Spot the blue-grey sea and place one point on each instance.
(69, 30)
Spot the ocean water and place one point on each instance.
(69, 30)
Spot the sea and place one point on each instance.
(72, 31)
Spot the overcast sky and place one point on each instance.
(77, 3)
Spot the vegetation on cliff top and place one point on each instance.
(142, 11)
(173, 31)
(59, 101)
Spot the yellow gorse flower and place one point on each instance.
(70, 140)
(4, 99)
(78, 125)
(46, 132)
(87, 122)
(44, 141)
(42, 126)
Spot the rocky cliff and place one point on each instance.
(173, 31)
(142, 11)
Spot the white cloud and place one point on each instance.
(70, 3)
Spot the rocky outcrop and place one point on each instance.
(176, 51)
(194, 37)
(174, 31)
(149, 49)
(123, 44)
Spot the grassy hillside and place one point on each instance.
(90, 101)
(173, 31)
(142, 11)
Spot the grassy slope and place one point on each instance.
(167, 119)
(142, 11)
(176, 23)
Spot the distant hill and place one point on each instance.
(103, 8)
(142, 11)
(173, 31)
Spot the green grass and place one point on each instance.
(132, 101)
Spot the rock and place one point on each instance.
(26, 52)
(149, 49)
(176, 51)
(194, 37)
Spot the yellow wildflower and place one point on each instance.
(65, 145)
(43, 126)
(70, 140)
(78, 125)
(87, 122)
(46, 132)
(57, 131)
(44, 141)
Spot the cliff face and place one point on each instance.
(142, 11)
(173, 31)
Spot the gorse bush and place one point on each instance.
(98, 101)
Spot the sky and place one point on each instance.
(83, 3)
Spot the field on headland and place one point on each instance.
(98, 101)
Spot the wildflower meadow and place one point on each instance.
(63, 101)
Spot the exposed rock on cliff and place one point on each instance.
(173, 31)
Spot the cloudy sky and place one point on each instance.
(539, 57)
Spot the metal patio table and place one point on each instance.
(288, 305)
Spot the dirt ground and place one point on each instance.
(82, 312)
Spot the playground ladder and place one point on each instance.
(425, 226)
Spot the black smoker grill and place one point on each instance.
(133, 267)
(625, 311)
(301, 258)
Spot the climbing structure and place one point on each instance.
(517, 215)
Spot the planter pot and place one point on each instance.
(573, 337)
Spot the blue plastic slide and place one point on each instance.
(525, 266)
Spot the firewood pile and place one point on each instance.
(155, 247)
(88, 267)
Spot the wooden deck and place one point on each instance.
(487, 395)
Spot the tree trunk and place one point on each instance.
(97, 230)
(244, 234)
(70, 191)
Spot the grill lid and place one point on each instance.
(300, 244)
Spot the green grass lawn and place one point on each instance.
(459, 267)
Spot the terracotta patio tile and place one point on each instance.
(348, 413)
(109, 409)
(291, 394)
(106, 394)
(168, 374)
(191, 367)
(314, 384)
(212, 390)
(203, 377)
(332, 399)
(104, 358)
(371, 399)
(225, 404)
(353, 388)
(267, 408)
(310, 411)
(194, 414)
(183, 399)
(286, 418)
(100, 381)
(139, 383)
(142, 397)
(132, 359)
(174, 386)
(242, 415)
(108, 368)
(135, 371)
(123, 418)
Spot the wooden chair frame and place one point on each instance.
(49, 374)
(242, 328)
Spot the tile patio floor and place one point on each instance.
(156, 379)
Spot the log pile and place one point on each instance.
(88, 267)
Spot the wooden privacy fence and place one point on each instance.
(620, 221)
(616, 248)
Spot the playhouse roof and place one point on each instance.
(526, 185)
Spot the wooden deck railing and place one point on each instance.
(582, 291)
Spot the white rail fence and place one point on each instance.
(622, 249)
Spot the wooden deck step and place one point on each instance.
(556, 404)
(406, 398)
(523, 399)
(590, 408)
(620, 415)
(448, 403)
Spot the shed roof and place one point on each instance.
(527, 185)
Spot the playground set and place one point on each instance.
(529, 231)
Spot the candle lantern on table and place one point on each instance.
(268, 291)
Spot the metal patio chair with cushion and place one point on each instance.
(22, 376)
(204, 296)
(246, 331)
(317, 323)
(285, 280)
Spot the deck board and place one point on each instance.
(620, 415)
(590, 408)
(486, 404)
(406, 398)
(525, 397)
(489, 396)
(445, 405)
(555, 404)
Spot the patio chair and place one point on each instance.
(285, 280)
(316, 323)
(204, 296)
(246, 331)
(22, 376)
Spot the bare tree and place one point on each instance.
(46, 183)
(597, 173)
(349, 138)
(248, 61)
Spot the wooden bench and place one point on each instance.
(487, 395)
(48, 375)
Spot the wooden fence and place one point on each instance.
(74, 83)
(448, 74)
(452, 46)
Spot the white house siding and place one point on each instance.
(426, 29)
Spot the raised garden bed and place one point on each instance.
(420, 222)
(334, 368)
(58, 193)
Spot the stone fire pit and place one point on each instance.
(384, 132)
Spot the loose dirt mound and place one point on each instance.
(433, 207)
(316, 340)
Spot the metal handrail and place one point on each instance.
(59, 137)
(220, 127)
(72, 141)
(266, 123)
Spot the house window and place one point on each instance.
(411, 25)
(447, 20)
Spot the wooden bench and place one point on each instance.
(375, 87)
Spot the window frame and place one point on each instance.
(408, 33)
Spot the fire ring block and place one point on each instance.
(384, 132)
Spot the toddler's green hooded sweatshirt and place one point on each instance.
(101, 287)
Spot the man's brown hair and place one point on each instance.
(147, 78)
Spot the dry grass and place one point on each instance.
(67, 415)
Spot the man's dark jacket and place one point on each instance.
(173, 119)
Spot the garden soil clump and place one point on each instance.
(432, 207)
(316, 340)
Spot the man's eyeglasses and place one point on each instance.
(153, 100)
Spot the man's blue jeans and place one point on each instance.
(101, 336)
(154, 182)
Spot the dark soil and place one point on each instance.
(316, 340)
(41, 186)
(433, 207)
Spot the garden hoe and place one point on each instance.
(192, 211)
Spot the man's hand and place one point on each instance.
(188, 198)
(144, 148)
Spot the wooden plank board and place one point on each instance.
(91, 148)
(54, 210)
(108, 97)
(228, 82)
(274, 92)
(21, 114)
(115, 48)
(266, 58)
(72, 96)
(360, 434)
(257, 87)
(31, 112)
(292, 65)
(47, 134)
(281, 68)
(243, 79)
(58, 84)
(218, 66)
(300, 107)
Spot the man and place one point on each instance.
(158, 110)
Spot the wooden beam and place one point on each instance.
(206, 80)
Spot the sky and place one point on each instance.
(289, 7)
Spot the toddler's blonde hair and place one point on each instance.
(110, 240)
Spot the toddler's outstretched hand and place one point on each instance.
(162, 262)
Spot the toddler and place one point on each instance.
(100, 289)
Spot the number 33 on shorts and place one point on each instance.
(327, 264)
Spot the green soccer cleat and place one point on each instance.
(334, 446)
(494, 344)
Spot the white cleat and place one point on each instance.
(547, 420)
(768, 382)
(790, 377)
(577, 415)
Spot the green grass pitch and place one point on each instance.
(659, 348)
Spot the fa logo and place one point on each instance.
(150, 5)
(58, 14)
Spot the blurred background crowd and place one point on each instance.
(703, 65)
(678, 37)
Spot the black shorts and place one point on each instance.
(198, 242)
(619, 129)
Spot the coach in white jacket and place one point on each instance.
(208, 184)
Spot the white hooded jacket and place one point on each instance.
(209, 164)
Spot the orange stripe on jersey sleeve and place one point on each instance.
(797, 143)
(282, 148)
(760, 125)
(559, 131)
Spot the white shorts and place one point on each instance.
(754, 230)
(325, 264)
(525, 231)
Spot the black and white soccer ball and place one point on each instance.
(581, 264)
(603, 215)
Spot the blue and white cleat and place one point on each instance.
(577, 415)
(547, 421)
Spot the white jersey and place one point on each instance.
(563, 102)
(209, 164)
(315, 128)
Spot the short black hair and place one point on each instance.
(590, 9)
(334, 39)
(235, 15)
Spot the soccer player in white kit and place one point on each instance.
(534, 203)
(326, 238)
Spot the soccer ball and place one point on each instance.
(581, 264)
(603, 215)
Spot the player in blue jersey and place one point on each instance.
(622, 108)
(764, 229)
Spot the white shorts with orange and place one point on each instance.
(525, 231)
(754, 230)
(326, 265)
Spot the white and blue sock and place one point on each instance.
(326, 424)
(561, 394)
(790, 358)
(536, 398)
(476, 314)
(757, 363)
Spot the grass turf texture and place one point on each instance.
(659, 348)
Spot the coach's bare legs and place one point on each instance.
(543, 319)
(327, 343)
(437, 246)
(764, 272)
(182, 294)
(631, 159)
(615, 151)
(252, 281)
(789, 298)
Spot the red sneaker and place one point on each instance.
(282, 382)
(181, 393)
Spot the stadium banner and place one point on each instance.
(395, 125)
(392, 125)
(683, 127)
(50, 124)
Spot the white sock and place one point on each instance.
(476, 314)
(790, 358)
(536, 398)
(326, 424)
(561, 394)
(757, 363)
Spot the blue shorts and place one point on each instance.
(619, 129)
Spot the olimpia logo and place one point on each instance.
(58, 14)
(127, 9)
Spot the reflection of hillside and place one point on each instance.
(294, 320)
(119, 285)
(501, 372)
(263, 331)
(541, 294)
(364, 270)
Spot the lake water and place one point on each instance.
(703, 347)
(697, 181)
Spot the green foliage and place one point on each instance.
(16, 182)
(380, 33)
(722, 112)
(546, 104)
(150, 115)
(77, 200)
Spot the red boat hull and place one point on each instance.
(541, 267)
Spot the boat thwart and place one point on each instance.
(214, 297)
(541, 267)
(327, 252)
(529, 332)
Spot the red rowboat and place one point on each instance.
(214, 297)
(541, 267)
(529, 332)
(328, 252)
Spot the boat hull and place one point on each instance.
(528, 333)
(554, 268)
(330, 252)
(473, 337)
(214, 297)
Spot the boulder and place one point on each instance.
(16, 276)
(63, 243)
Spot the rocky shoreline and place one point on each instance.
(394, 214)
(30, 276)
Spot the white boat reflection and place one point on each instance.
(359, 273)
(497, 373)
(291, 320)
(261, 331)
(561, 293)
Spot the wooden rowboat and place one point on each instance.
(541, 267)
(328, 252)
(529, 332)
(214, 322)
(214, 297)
-*-*-
● **TASK INSTRUCTIONS**:
Can you convert the part of the listing that opens with the line containing "Spot the reflection" and runs through the end of the listing into a Markdown table with the columns Row and Line, numbering each row and leaving out blank lines?

● **WRITTEN ANSWER**:
| Row | Line |
|---|---|
| 1 | Spot the reflection of hillside and place one point on each instance. |
| 2 | (294, 320) |
| 3 | (119, 285) |
| 4 | (501, 372) |
| 5 | (263, 331) |
| 6 | (541, 294) |
| 7 | (364, 270) |
| 8 | Spot the lake water and place one point on each instance. |
| 9 | (703, 347) |
| 10 | (697, 181) |
| 11 | Spot the green foliage and place one point on each instance. |
| 12 | (16, 182) |
| 13 | (380, 33) |
| 14 | (722, 112) |
| 15 | (546, 104) |
| 16 | (150, 115) |
| 17 | (77, 200) |
| 18 | Spot the red boat hull and place one point on each instance. |
| 19 | (541, 267) |
| 20 | Spot the boat thwart and place one point on each instance. |
| 21 | (214, 297) |
| 22 | (541, 267) |
| 23 | (327, 252) |
| 24 | (529, 332) |
| 25 | Spot the red rowboat and place one point on each instance. |
| 26 | (214, 297) |
| 27 | (541, 267) |
| 28 | (529, 332) |
| 29 | (328, 252) |
| 30 | Spot the boat hull and place one point on each instance. |
| 31 | (528, 333) |
| 32 | (554, 268) |
| 33 | (330, 252) |
| 34 | (473, 337) |
| 35 | (214, 297) |
| 36 | Spot the boulder and place one point on each instance. |
| 37 | (16, 276) |
| 38 | (63, 243) |
| 39 | Spot the rocky shoreline and place one point on each instance. |
| 40 | (394, 214) |
| 41 | (30, 276) |
| 42 | Spot the white boat reflection and place one point on each instance. |
| 43 | (359, 273) |
| 44 | (497, 373) |
| 45 | (291, 320) |
| 46 | (261, 331) |
| 47 | (561, 293) |
| 48 | Spot the wooden rowboat and place one point on each instance. |
| 49 | (541, 267) |
| 50 | (328, 252) |
| 51 | (529, 332) |
| 52 | (214, 322) |
| 53 | (214, 297) |